Render every line of the data below as a numbered list, dropping the blank lines. Leave the pictures out of your answer.

-- BEGIN Supplied material --

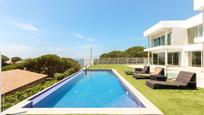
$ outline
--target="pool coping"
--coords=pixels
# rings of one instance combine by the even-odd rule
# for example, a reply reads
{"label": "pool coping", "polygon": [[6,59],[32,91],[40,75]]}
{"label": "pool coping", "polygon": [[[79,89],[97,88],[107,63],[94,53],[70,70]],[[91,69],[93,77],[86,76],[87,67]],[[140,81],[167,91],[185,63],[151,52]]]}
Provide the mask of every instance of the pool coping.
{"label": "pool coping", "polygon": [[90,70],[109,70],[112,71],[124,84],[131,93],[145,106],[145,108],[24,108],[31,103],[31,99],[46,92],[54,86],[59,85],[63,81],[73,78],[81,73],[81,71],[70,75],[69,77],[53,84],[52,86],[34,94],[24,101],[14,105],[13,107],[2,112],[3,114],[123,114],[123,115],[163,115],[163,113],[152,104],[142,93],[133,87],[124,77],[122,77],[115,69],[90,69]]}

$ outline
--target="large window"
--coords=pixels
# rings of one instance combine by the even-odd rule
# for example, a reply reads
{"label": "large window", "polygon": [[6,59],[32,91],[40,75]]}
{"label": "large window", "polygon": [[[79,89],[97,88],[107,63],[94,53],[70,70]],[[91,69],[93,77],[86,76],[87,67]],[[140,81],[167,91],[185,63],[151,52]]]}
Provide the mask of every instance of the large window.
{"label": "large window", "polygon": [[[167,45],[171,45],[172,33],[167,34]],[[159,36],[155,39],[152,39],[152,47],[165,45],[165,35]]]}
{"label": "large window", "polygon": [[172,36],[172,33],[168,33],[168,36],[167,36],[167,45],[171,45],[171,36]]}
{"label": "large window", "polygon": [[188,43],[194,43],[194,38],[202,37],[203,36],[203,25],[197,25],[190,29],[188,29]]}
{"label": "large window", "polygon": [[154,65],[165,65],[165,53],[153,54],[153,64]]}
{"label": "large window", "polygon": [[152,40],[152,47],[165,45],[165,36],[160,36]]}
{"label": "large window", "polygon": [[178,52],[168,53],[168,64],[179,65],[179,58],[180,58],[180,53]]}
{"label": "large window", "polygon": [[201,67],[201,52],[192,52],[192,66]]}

-- END Supplied material --

Solved problem:
1. $ outline
2. --target="pool coping"
3. --coords=pixels
4. # rings of one instance combine by the even-odd rule
5. # for example, a reply reads
6. {"label": "pool coping", "polygon": [[6,59],[32,91],[40,75]]}
7. {"label": "pool coping", "polygon": [[[79,89],[97,88],[107,63],[94,53],[70,70]],[[91,69],[93,77],[86,76],[87,67]],[[140,81],[167,91],[185,63],[151,52]]]}
8. Provide the mask of every instance of the pool coping.
9. {"label": "pool coping", "polygon": [[90,70],[109,70],[112,71],[124,84],[131,93],[145,106],[145,108],[24,108],[31,103],[31,99],[46,92],[54,86],[59,85],[63,81],[73,78],[81,73],[81,71],[70,75],[69,77],[53,84],[52,86],[34,94],[24,101],[14,105],[13,107],[2,112],[3,114],[123,114],[123,115],[163,115],[163,113],[152,104],[142,93],[133,87],[124,77],[122,77],[115,69],[90,69]]}
10. $ outline
11. --target="large window"
12. --coords=pixels
13. # rings of one instance combine by the even-odd rule
14. # for example, a reply reads
15. {"label": "large window", "polygon": [[6,59],[32,91],[40,75]]}
16. {"label": "large window", "polygon": [[[79,89],[97,88],[107,63],[94,53],[70,70]],[[91,69],[93,77],[86,76],[87,67]],[[140,81],[167,91],[185,63],[151,52]]]}
17. Provide the mask of every instance of the large window.
18. {"label": "large window", "polygon": [[[167,45],[171,45],[172,33],[167,34]],[[159,36],[155,39],[152,39],[152,47],[165,45],[165,35]]]}
19. {"label": "large window", "polygon": [[172,36],[172,33],[168,33],[168,36],[167,36],[167,45],[171,45],[171,36]]}
20. {"label": "large window", "polygon": [[188,43],[194,43],[194,38],[202,37],[203,36],[203,25],[197,25],[190,29],[188,29]]}
21. {"label": "large window", "polygon": [[154,65],[165,65],[165,53],[153,54],[153,64]]}
22. {"label": "large window", "polygon": [[152,40],[152,47],[165,45],[165,36],[160,36]]}
23. {"label": "large window", "polygon": [[178,52],[168,53],[168,64],[179,65],[179,58],[180,58],[180,53]]}
24. {"label": "large window", "polygon": [[201,67],[201,52],[192,52],[192,66]]}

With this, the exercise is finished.